┌────────

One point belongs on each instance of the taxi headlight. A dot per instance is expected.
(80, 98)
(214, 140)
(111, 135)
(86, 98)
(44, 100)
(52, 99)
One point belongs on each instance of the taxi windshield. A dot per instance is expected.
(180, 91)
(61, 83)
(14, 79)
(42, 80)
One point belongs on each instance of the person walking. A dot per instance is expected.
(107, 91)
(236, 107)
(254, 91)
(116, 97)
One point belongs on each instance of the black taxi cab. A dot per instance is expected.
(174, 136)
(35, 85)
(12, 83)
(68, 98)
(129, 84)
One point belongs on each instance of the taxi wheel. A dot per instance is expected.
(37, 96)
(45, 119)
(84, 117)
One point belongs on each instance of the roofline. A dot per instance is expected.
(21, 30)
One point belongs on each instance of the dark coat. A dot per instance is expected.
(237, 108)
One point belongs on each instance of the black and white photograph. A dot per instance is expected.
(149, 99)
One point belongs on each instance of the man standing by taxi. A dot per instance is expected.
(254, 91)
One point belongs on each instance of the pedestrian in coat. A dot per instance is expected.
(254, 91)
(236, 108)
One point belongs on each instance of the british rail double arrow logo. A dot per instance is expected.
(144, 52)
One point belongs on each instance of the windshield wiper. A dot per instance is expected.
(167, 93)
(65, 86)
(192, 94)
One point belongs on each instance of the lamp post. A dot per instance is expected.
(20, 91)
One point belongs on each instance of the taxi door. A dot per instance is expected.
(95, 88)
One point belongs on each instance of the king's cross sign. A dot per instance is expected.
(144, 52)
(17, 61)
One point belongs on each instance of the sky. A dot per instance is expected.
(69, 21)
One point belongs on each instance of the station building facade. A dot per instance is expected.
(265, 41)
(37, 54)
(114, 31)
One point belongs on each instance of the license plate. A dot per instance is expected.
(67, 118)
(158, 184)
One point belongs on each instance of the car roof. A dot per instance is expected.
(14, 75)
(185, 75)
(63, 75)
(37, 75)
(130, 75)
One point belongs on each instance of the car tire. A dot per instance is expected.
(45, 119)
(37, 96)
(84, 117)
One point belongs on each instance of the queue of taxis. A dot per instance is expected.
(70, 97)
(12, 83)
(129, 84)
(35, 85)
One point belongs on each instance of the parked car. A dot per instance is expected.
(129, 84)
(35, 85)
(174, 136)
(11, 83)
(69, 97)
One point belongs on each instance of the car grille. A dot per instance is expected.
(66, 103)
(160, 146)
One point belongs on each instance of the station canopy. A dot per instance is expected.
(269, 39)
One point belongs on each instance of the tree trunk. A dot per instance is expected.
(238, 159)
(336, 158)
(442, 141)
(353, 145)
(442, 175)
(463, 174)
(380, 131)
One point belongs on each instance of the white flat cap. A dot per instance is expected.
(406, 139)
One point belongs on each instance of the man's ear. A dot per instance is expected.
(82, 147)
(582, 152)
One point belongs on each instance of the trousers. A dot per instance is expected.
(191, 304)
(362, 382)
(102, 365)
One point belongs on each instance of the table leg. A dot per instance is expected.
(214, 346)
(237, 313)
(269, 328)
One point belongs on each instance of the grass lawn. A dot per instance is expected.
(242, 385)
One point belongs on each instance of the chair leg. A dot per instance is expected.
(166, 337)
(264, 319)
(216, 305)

└────────

Repeat the listing above in full, exactly as given.

One point belongs on each instance of the taxi headlight. A dot per instance is expected.
(80, 98)
(214, 140)
(111, 135)
(86, 98)
(44, 100)
(52, 99)
One point belongs on each instance of the taxi windshield. A dot per instance is expected.
(180, 91)
(61, 83)
(14, 79)
(42, 80)
One point belongs on each instance of the person walking. A dot per instance is expected.
(107, 91)
(236, 107)
(254, 91)
(116, 97)
One point belongs on each instance of the black taxi cab. A dot per instance is expected.
(174, 136)
(35, 85)
(12, 83)
(68, 98)
(129, 84)
One point belongs on each instance of the taxi wheel. A dot per instance is expected.
(37, 96)
(45, 119)
(84, 117)
One point belongs on each instance of the roofline. A dot per instance is expected.
(21, 30)
One point belongs on each instance of the dark coat. A dot per instance is expected.
(237, 108)
One point belongs on each instance of the black and white photograph. A dot per instance is expected.
(149, 99)
One point belongs on each instance of the man standing by taxi. A dot per instance is expected.
(254, 91)
One point belongs on each instance of the pedestrian in coat. A dot per instance is expected.
(254, 91)
(236, 108)
One point belongs on each instance of the british rail double arrow logo. A dot per instance is expected.
(144, 52)
One point belongs on each instance of the windshield wiper. A dot per instance is expected.
(167, 93)
(65, 86)
(192, 94)
One point belongs on each instance of the lamp post. A dot per instance is expected.
(20, 91)
One point belongs on each instance of the taxi door. A dot per instance is expected.
(95, 88)
One point belongs on each instance of the king's cross sign. A dot per instance is expected.
(144, 52)
(17, 61)
One point belongs on each instance of the sky. A dot per instance is expected.
(69, 21)
One point belongs on each instance of the station building facade. A dot per instance is expected.
(265, 41)
(37, 54)
(114, 31)
One point belongs on each instance of the license plate. A dot per instance is expected.
(67, 118)
(158, 184)
One point belongs on each instance of the car roof. A dot per instance is expected.
(14, 75)
(185, 75)
(63, 75)
(37, 75)
(130, 75)
One point belongs on each instance of the car tire. A dot per instance is expected.
(45, 119)
(37, 96)
(84, 117)
One point belongs on each instance of the queue of taxis. A dot per instance is expected.
(70, 97)
(12, 83)
(129, 84)
(35, 85)
One point belongs on each instance of the parked car. A dot per instance is expected.
(129, 84)
(35, 85)
(174, 136)
(11, 83)
(69, 97)
One point belongs on each instance of the car grille. A dot per instance is expected.
(66, 103)
(160, 146)
One point belongs on each instance of the station canopy. A dot per instance is expected.
(269, 39)
One point belongs on each instance of the tree trunk. A dot per instance is expected.
(238, 159)
(336, 158)
(442, 141)
(353, 145)
(442, 175)
(463, 174)
(380, 131)
One point belongs on each instance of the white flat cap. A dot per instance is expected.
(406, 139)
One point belongs on each instance of the man's ear. A dot per instance is expected.
(82, 147)
(582, 152)
One point belongs on each instance of the trousers. A dot per instance is expected.
(191, 304)
(362, 382)
(102, 365)
One point belongs on each instance of the table leg. A dot per instance is expected.
(214, 346)
(237, 313)
(269, 328)
One point belongs on each instance of the grass lawn. A dot per instance is expected.
(242, 385)
One point belongs on each instance of the chair leg. A dot per instance is expected.
(166, 337)
(264, 319)
(216, 305)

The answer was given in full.